SET EXERCISE: Convert the rows below, from their start through the line containing "28], [59, 31]]" (both ends included), into a Markdown table with the columns Number and Line. Leave out blank lines and the pictures.

::: LISTED ENTRIES

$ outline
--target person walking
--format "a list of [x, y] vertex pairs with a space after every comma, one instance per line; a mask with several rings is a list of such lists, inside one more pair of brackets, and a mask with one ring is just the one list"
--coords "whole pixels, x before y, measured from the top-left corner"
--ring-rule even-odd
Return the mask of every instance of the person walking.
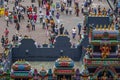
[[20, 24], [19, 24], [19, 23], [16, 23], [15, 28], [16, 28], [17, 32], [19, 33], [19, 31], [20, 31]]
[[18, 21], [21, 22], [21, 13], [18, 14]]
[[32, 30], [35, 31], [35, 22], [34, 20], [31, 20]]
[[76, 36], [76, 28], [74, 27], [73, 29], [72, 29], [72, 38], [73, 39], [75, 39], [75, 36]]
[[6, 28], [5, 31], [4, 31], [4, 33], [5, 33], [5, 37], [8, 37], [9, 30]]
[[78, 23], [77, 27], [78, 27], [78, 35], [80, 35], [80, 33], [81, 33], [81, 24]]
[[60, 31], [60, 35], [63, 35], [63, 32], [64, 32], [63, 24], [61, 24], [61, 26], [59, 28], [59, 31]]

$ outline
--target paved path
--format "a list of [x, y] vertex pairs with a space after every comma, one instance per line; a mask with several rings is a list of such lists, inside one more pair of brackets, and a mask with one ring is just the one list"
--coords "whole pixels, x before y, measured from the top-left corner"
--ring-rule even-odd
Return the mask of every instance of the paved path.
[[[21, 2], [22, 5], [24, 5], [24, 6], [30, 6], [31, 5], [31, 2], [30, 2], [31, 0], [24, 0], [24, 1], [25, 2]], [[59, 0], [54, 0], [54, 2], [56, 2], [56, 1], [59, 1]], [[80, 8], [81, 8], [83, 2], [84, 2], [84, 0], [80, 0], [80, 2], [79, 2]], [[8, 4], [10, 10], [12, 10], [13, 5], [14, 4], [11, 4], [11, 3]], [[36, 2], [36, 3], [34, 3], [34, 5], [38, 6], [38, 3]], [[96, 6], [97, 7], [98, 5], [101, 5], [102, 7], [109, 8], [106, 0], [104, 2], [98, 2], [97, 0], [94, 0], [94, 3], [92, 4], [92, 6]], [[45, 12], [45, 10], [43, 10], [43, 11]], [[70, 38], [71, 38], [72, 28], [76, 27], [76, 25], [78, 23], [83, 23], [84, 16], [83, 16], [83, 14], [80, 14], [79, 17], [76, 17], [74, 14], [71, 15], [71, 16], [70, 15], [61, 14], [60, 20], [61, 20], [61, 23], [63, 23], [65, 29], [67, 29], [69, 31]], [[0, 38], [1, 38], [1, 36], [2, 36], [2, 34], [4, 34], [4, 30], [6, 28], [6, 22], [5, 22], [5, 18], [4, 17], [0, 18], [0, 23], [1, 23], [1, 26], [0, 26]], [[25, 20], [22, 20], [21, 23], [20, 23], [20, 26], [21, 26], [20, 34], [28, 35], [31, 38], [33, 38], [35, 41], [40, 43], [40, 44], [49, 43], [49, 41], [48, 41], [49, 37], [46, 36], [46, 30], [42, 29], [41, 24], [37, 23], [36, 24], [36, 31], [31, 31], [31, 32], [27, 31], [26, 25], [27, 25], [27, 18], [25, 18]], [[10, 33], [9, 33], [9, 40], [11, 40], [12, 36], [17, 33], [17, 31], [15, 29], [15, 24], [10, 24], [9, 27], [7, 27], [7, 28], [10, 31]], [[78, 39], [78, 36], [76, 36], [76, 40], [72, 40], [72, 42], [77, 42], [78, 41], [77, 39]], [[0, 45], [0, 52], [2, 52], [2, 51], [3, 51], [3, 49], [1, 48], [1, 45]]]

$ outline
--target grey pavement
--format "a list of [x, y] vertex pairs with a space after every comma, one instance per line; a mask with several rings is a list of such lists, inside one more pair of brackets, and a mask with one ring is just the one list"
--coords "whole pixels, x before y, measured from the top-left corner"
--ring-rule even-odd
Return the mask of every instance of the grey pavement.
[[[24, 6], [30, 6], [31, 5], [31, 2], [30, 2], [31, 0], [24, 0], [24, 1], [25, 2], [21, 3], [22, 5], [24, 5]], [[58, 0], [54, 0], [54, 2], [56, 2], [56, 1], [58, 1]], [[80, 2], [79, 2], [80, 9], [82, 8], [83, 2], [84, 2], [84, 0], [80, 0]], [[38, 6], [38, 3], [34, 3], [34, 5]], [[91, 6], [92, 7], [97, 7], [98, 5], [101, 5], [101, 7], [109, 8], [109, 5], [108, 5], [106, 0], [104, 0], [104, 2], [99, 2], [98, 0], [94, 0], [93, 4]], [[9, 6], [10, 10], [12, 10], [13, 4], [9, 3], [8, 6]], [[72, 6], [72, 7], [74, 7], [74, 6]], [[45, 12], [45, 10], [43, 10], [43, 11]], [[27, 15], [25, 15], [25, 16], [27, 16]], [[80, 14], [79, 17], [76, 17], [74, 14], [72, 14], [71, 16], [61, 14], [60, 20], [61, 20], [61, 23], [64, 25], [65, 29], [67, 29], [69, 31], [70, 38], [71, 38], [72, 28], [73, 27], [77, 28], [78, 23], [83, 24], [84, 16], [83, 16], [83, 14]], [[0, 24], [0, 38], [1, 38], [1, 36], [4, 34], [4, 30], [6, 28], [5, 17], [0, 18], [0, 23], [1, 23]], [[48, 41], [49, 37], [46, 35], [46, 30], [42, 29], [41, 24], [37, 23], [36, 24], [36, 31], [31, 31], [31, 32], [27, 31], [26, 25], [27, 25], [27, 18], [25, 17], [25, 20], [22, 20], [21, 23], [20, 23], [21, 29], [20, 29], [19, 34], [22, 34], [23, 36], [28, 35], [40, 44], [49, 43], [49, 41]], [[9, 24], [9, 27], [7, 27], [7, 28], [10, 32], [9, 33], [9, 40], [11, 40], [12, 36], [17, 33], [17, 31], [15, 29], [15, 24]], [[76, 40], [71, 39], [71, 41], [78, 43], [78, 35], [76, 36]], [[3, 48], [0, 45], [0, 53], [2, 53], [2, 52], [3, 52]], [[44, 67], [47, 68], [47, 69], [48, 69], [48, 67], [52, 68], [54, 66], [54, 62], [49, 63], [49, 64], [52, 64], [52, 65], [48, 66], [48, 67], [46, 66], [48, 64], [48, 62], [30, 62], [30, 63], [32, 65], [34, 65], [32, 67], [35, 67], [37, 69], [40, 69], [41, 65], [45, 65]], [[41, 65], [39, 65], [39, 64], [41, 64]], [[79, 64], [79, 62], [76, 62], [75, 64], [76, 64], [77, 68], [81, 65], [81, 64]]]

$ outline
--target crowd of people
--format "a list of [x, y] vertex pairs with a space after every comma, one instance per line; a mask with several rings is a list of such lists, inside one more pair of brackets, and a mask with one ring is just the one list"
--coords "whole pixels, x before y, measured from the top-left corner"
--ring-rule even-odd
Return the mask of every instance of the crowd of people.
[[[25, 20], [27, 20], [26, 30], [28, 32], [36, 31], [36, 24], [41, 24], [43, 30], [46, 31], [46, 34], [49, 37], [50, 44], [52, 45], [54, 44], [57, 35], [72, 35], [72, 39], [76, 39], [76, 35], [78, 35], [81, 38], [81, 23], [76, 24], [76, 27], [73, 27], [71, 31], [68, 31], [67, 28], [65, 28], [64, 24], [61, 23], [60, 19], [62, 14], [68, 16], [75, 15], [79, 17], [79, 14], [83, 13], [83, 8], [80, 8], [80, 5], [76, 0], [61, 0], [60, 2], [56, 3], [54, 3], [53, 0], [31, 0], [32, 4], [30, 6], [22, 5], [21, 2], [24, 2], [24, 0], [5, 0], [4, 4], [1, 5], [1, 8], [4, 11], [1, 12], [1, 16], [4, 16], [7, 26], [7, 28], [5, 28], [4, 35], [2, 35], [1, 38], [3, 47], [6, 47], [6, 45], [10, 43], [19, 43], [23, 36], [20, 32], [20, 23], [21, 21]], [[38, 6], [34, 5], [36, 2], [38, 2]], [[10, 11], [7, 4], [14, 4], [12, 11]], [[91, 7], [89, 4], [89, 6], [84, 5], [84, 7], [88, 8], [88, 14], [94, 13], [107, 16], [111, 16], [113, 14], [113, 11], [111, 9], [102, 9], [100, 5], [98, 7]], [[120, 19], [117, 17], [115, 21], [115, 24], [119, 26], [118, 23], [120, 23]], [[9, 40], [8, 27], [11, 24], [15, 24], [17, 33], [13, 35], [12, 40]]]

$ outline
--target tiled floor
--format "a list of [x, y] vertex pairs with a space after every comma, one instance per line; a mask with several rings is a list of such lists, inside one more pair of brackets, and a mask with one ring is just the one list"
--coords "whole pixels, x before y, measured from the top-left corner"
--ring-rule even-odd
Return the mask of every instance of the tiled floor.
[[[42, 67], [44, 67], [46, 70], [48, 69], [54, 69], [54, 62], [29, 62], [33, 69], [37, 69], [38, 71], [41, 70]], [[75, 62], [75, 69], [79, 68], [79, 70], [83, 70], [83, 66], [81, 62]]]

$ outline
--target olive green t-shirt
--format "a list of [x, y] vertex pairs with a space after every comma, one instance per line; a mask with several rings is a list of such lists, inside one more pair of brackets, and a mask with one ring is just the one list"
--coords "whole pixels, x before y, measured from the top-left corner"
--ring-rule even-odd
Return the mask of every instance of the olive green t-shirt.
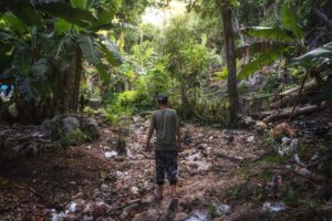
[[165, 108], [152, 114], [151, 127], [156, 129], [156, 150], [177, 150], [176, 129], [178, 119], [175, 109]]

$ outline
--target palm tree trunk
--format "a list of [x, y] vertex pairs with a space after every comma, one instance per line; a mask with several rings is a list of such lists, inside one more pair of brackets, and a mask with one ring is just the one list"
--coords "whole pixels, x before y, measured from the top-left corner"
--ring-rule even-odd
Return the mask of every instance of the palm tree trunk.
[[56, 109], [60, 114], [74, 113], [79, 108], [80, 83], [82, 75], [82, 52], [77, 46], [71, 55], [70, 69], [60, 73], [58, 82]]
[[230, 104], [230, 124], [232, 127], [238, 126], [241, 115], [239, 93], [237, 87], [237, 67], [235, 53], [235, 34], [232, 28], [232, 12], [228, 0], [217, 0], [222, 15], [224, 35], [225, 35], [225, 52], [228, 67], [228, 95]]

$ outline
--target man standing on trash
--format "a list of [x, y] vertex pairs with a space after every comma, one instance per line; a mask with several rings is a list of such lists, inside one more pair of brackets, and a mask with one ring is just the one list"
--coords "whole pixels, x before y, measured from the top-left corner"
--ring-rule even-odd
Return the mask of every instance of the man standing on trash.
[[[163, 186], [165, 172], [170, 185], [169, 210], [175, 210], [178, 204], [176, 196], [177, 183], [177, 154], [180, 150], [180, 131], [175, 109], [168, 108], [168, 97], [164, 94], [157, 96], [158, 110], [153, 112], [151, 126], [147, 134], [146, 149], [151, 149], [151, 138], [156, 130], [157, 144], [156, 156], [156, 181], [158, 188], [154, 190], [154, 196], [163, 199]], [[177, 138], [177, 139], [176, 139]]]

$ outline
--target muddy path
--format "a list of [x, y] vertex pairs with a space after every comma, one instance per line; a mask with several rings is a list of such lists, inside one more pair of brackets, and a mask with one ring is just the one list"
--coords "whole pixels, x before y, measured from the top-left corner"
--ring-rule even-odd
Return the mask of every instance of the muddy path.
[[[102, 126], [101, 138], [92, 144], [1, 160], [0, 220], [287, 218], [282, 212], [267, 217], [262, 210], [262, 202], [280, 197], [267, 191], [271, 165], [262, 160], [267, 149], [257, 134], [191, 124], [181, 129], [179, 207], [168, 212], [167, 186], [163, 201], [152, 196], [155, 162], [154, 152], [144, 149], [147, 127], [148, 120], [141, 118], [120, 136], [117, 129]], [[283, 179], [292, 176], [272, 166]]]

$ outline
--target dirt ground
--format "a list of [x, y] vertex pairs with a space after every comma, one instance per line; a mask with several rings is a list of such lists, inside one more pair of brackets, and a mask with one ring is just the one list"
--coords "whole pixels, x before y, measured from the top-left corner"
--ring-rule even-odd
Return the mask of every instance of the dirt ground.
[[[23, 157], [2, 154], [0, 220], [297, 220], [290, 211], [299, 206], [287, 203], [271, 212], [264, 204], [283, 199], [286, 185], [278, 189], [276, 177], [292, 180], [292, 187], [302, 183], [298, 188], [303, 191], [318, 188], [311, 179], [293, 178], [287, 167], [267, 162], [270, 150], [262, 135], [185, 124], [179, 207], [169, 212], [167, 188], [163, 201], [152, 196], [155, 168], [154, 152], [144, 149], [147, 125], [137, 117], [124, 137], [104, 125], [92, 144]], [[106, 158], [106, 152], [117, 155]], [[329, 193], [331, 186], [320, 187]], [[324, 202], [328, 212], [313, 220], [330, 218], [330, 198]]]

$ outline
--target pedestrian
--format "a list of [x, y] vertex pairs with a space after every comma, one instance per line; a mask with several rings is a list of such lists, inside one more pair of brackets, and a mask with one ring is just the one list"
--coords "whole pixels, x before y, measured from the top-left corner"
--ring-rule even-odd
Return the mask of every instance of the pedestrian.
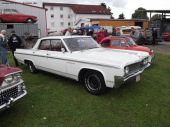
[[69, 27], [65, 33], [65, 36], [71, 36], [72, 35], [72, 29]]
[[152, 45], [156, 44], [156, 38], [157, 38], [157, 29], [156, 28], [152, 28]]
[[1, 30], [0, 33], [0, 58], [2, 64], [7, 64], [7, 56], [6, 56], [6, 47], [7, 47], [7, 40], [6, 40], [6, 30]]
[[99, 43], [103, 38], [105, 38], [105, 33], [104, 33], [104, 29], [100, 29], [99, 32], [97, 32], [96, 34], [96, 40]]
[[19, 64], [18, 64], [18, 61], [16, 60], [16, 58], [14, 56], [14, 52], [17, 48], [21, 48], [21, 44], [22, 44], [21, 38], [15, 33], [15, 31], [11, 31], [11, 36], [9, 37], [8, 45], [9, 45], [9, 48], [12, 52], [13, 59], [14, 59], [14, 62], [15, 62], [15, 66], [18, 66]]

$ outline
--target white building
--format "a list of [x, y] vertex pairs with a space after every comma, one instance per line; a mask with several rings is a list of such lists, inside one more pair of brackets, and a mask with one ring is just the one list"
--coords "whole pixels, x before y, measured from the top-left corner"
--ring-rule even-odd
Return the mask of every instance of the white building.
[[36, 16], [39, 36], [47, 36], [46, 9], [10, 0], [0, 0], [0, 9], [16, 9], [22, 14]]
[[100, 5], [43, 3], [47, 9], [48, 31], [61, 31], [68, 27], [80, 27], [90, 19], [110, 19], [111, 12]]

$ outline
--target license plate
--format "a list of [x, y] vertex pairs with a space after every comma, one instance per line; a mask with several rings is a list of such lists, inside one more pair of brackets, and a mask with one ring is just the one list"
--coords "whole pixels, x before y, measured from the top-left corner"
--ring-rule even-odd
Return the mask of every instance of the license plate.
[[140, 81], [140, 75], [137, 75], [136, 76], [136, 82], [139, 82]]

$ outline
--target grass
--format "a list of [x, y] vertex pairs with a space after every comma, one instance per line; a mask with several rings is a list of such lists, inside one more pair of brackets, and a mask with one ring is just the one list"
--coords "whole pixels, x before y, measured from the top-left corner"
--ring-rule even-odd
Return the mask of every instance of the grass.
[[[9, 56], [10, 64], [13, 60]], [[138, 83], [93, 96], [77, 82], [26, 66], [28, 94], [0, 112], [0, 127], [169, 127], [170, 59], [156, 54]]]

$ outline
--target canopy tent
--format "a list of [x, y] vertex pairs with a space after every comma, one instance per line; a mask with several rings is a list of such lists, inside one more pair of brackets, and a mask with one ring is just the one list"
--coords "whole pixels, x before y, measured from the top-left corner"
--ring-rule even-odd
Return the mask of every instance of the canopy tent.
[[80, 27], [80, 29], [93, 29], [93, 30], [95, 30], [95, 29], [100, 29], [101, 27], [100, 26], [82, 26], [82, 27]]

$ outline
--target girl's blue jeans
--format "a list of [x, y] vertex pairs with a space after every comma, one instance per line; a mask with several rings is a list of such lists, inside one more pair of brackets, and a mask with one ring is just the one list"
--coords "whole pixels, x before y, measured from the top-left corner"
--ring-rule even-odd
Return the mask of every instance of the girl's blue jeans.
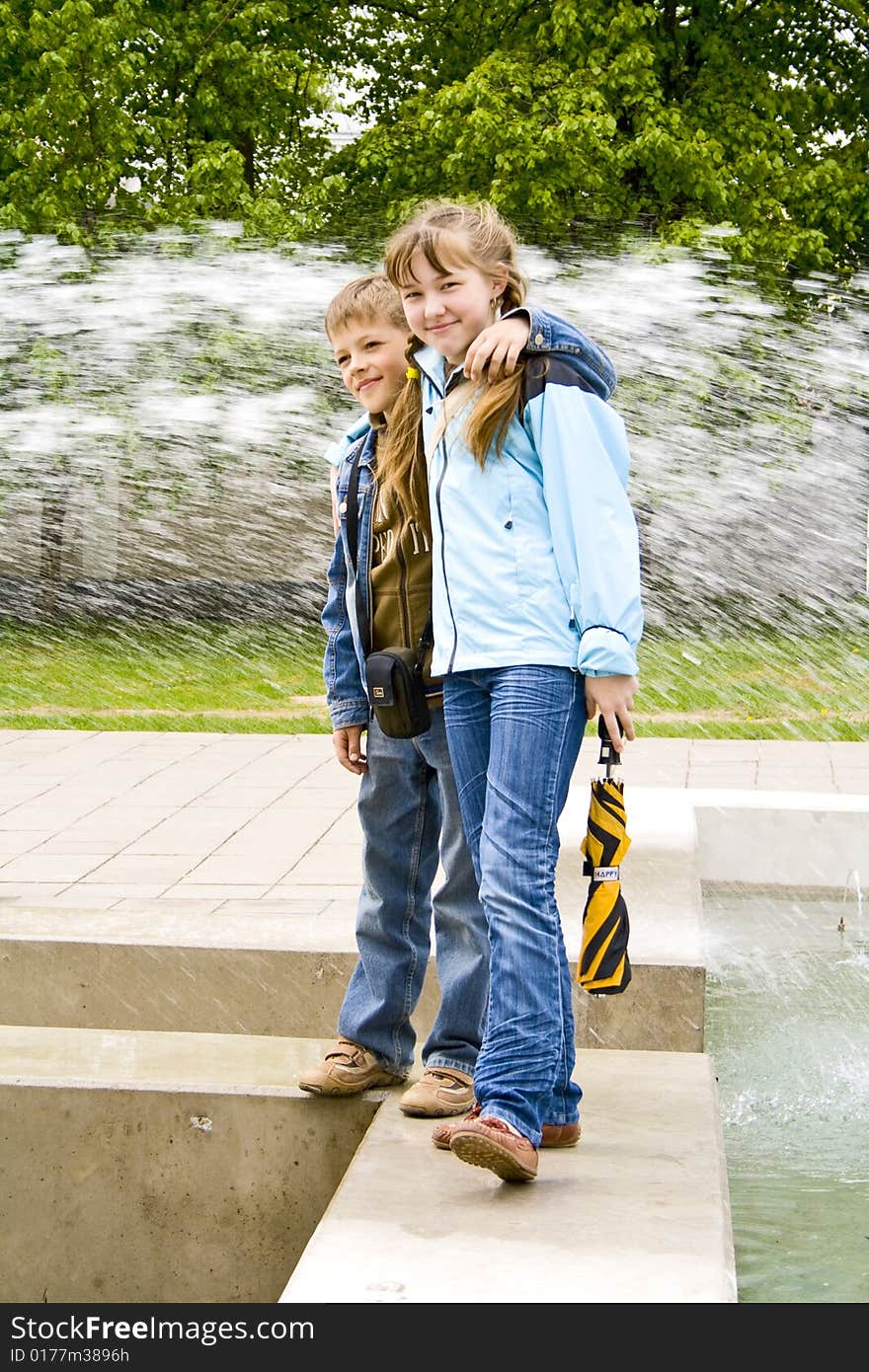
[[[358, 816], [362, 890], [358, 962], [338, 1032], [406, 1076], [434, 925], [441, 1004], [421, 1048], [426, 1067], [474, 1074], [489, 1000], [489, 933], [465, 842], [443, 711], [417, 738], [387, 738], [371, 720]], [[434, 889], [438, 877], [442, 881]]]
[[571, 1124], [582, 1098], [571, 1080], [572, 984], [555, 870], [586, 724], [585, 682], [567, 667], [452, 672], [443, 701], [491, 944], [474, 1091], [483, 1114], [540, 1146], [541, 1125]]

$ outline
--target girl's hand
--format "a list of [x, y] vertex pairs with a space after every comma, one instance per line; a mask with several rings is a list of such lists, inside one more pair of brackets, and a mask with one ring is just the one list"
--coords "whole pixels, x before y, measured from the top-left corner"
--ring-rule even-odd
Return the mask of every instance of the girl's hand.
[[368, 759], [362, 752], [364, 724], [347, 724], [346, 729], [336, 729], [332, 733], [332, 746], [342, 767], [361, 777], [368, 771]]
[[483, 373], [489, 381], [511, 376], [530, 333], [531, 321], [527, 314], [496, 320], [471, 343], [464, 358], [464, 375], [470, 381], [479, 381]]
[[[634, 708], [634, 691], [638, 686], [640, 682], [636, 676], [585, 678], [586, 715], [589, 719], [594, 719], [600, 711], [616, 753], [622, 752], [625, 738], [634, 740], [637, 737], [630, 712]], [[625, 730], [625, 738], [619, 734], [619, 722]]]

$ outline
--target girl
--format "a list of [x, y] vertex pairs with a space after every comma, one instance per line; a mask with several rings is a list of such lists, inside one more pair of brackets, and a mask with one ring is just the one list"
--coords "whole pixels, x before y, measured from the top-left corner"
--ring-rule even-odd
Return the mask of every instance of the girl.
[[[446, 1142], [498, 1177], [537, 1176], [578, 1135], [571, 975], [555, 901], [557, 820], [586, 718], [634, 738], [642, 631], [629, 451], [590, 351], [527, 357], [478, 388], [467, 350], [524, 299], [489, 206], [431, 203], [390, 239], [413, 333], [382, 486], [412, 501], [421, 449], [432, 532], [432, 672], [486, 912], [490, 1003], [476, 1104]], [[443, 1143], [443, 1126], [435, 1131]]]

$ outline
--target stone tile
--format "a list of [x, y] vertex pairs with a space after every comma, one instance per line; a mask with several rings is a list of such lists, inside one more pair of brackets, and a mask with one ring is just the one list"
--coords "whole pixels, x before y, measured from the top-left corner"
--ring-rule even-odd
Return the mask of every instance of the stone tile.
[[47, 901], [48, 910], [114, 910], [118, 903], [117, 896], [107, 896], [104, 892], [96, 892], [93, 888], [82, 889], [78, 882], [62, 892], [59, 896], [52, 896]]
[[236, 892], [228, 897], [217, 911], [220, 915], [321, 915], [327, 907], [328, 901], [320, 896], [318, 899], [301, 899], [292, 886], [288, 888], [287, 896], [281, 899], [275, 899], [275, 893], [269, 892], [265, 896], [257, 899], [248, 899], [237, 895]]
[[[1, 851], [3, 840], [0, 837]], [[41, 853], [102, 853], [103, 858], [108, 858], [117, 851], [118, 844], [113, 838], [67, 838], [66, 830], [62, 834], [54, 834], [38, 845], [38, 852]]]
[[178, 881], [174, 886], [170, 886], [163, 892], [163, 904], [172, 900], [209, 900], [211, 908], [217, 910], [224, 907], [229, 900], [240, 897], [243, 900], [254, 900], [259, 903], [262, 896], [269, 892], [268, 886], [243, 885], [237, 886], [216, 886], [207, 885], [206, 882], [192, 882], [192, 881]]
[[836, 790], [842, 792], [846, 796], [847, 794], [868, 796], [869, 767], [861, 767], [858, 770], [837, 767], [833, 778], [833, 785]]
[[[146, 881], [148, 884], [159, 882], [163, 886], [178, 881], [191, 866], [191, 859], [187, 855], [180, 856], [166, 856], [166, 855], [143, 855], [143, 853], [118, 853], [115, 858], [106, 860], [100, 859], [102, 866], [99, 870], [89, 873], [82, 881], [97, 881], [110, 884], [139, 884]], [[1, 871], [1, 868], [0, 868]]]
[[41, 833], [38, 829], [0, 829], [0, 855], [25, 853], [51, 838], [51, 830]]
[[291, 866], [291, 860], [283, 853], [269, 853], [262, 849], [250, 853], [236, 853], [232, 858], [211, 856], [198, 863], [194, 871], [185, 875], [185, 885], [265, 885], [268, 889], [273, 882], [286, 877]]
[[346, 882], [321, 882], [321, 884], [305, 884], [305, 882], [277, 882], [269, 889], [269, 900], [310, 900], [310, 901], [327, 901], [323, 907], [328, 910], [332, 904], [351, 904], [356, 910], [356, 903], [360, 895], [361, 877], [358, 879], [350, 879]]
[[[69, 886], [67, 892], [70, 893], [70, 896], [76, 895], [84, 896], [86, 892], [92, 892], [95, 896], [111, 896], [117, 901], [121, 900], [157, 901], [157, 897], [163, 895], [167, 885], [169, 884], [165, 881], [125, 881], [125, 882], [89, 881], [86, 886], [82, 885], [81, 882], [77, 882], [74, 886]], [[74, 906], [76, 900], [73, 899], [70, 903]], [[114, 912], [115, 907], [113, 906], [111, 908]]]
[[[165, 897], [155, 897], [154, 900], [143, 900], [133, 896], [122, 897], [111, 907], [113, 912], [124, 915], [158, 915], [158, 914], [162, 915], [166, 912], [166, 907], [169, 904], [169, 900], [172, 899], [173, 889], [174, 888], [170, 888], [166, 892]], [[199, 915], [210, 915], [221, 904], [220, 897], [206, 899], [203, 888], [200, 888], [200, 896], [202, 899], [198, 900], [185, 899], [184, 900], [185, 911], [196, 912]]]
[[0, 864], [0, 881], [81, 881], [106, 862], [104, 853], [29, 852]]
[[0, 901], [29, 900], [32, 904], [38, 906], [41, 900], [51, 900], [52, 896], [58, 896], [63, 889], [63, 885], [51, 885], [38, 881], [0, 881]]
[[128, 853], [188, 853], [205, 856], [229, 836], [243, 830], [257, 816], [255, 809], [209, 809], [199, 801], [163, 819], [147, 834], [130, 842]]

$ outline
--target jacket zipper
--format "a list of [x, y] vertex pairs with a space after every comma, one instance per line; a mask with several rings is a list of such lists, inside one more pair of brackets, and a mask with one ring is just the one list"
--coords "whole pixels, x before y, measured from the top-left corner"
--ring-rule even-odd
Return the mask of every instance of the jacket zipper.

::::::

FINAL ANSWER:
| Number | Line |
|---|---|
| 1 | $ outline |
| 2 | --target person walking |
| 3 | --format "a list of [x, y] vertex pairs with a space after every comma, one instance per line; a mask with several rings is a list of such lists, inside one more pair of brackets, and a mask with one ring is just the one list" |
| 4 | --coords "whole pixels, x before y, measured from the top-left corner" |
| 5 | --ring-rule even-odd |
| 6 | Return the mask of every instance of the person walking. |
| 7 | [[20, 24], [19, 24], [19, 23], [16, 23], [15, 28], [16, 28], [17, 32], [19, 33], [19, 31], [20, 31]] |
| 8 | [[18, 21], [21, 22], [21, 13], [18, 14]] |
| 9 | [[32, 30], [35, 31], [35, 22], [34, 20], [31, 20]] |
| 10 | [[76, 36], [76, 28], [74, 27], [73, 29], [72, 29], [72, 38], [73, 39], [75, 39], [75, 36]] |
| 11 | [[6, 28], [5, 31], [4, 31], [4, 33], [5, 33], [5, 37], [8, 37], [9, 30]] |
| 12 | [[78, 23], [77, 27], [78, 27], [78, 35], [80, 35], [80, 33], [81, 33], [81, 24]] |
| 13 | [[60, 31], [60, 35], [63, 35], [63, 32], [64, 32], [63, 24], [61, 24], [61, 26], [59, 28], [59, 31]] |